** Start **

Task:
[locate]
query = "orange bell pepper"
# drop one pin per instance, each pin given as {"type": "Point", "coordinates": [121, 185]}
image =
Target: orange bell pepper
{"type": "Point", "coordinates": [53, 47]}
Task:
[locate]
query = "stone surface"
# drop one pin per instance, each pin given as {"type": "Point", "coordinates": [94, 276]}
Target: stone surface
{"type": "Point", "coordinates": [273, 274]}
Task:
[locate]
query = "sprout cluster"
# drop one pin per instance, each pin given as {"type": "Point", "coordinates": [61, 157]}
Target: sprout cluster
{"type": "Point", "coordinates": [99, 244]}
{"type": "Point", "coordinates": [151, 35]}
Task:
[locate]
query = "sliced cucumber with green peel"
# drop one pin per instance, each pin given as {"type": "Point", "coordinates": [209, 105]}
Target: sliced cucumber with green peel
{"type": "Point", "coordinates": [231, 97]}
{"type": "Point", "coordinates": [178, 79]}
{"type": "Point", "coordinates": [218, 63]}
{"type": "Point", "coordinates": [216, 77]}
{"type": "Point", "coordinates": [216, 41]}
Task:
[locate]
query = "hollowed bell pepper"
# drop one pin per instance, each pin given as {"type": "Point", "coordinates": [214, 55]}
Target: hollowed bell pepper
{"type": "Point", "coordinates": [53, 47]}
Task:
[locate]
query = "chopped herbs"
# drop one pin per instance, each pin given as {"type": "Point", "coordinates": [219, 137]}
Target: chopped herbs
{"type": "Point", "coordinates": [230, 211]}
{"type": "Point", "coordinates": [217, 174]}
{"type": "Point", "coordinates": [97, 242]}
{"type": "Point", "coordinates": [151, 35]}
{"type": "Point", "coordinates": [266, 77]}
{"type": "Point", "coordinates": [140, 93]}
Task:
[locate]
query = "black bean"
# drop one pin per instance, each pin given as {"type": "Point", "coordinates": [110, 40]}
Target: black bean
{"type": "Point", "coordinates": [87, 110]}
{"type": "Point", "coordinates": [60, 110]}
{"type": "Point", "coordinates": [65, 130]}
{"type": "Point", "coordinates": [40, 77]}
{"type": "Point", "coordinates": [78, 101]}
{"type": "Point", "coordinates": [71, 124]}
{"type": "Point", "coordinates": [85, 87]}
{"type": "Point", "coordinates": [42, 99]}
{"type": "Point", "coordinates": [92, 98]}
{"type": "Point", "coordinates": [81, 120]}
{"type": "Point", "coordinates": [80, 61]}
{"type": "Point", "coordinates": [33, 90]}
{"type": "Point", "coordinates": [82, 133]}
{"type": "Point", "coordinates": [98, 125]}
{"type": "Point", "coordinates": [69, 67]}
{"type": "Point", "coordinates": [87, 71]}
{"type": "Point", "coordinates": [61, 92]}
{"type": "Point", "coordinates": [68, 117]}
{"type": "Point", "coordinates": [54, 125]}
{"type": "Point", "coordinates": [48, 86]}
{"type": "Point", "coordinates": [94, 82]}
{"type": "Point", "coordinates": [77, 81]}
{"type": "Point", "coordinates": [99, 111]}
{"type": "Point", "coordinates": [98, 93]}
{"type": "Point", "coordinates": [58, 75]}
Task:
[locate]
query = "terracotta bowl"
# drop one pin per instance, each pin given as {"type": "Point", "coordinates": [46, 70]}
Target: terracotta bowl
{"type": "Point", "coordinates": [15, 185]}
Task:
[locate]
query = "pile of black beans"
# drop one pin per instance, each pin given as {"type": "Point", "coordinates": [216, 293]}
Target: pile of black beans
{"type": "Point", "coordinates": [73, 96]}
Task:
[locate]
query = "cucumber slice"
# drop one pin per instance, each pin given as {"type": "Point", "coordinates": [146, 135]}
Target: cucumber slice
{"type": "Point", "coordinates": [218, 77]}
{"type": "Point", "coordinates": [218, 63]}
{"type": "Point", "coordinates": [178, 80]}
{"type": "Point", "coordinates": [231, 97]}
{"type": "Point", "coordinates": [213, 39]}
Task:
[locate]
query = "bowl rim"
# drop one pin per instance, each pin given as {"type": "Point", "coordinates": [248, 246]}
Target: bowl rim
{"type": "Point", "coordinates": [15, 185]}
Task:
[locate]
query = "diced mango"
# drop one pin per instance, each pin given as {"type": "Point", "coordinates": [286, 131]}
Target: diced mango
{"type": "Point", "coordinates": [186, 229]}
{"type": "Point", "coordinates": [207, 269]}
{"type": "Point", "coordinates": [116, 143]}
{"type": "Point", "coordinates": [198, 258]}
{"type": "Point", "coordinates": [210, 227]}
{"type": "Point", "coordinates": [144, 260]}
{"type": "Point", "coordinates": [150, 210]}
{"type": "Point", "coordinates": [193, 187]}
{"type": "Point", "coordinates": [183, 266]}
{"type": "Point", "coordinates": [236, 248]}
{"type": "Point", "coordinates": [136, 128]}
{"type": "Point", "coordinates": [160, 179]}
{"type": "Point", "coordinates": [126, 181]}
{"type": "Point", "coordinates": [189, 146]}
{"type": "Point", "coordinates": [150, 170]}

** End **

Every entry must be quoted exactly as it appears above.

Task:
[locate]
query = "orange bell pepper"
# drop one pin per instance, each pin given as {"type": "Point", "coordinates": [121, 185]}
image =
Target: orange bell pepper
{"type": "Point", "coordinates": [53, 47]}
Task:
[locate]
query = "stone surface"
# drop one pin per instance, each pin given as {"type": "Point", "coordinates": [94, 276]}
Target: stone surface
{"type": "Point", "coordinates": [273, 274]}
Task:
[locate]
query = "sprout cluster"
# drop one pin per instance, each pin given as {"type": "Point", "coordinates": [61, 157]}
Target: sprout cluster
{"type": "Point", "coordinates": [99, 244]}
{"type": "Point", "coordinates": [151, 35]}
Task:
[locate]
query = "sliced cucumber with green peel"
# drop one pin per instance, each pin given as {"type": "Point", "coordinates": [209, 105]}
Target: sliced cucumber with green peel
{"type": "Point", "coordinates": [231, 97]}
{"type": "Point", "coordinates": [178, 79]}
{"type": "Point", "coordinates": [218, 63]}
{"type": "Point", "coordinates": [216, 77]}
{"type": "Point", "coordinates": [216, 41]}
Task:
[locate]
query = "hollowed bell pepper"
# drop one pin per instance, each pin given as {"type": "Point", "coordinates": [214, 55]}
Target: hollowed bell pepper
{"type": "Point", "coordinates": [53, 47]}
Task:
[locate]
query = "chopped herbs"
# drop one pin per instance, each pin given as {"type": "Point", "coordinates": [219, 137]}
Target: chopped herbs
{"type": "Point", "coordinates": [230, 211]}
{"type": "Point", "coordinates": [217, 174]}
{"type": "Point", "coordinates": [97, 242]}
{"type": "Point", "coordinates": [151, 35]}
{"type": "Point", "coordinates": [266, 77]}
{"type": "Point", "coordinates": [140, 93]}
Task:
[locate]
query = "black bean"
# drop one pin per instance, each pin given as {"type": "Point", "coordinates": [110, 40]}
Target: black bean
{"type": "Point", "coordinates": [87, 110]}
{"type": "Point", "coordinates": [60, 110]}
{"type": "Point", "coordinates": [65, 130]}
{"type": "Point", "coordinates": [40, 77]}
{"type": "Point", "coordinates": [78, 101]}
{"type": "Point", "coordinates": [71, 124]}
{"type": "Point", "coordinates": [85, 87]}
{"type": "Point", "coordinates": [42, 99]}
{"type": "Point", "coordinates": [92, 98]}
{"type": "Point", "coordinates": [81, 120]}
{"type": "Point", "coordinates": [80, 61]}
{"type": "Point", "coordinates": [33, 90]}
{"type": "Point", "coordinates": [82, 133]}
{"type": "Point", "coordinates": [98, 125]}
{"type": "Point", "coordinates": [69, 67]}
{"type": "Point", "coordinates": [87, 71]}
{"type": "Point", "coordinates": [61, 92]}
{"type": "Point", "coordinates": [68, 117]}
{"type": "Point", "coordinates": [54, 125]}
{"type": "Point", "coordinates": [48, 86]}
{"type": "Point", "coordinates": [94, 82]}
{"type": "Point", "coordinates": [77, 81]}
{"type": "Point", "coordinates": [99, 111]}
{"type": "Point", "coordinates": [98, 93]}
{"type": "Point", "coordinates": [58, 75]}
Task:
[locate]
query = "terracotta bowl"
# drop one pin per instance, each pin given as {"type": "Point", "coordinates": [46, 70]}
Target: terracotta bowl
{"type": "Point", "coordinates": [15, 185]}
Task:
[locate]
query = "pile of black beans"
# drop one pin per instance, each pin given as {"type": "Point", "coordinates": [216, 293]}
Target: pile of black beans
{"type": "Point", "coordinates": [73, 96]}
Task:
[locate]
query = "cucumber slice"
# drop one pin per instance, each pin given as {"type": "Point", "coordinates": [146, 135]}
Target: cucumber slice
{"type": "Point", "coordinates": [218, 77]}
{"type": "Point", "coordinates": [218, 63]}
{"type": "Point", "coordinates": [178, 80]}
{"type": "Point", "coordinates": [231, 97]}
{"type": "Point", "coordinates": [213, 39]}
Task:
[locate]
query = "bowl rim"
# drop one pin per instance, each pin given as {"type": "Point", "coordinates": [248, 246]}
Target: bowl rim
{"type": "Point", "coordinates": [15, 185]}
Task:
[locate]
query = "diced mango"
# drop one pin per instance, each pin given as {"type": "Point", "coordinates": [286, 131]}
Target: diced mango
{"type": "Point", "coordinates": [186, 229]}
{"type": "Point", "coordinates": [207, 269]}
{"type": "Point", "coordinates": [116, 143]}
{"type": "Point", "coordinates": [198, 258]}
{"type": "Point", "coordinates": [210, 227]}
{"type": "Point", "coordinates": [144, 260]}
{"type": "Point", "coordinates": [150, 210]}
{"type": "Point", "coordinates": [193, 187]}
{"type": "Point", "coordinates": [183, 266]}
{"type": "Point", "coordinates": [236, 248]}
{"type": "Point", "coordinates": [136, 128]}
{"type": "Point", "coordinates": [160, 179]}
{"type": "Point", "coordinates": [126, 181]}
{"type": "Point", "coordinates": [189, 146]}
{"type": "Point", "coordinates": [150, 170]}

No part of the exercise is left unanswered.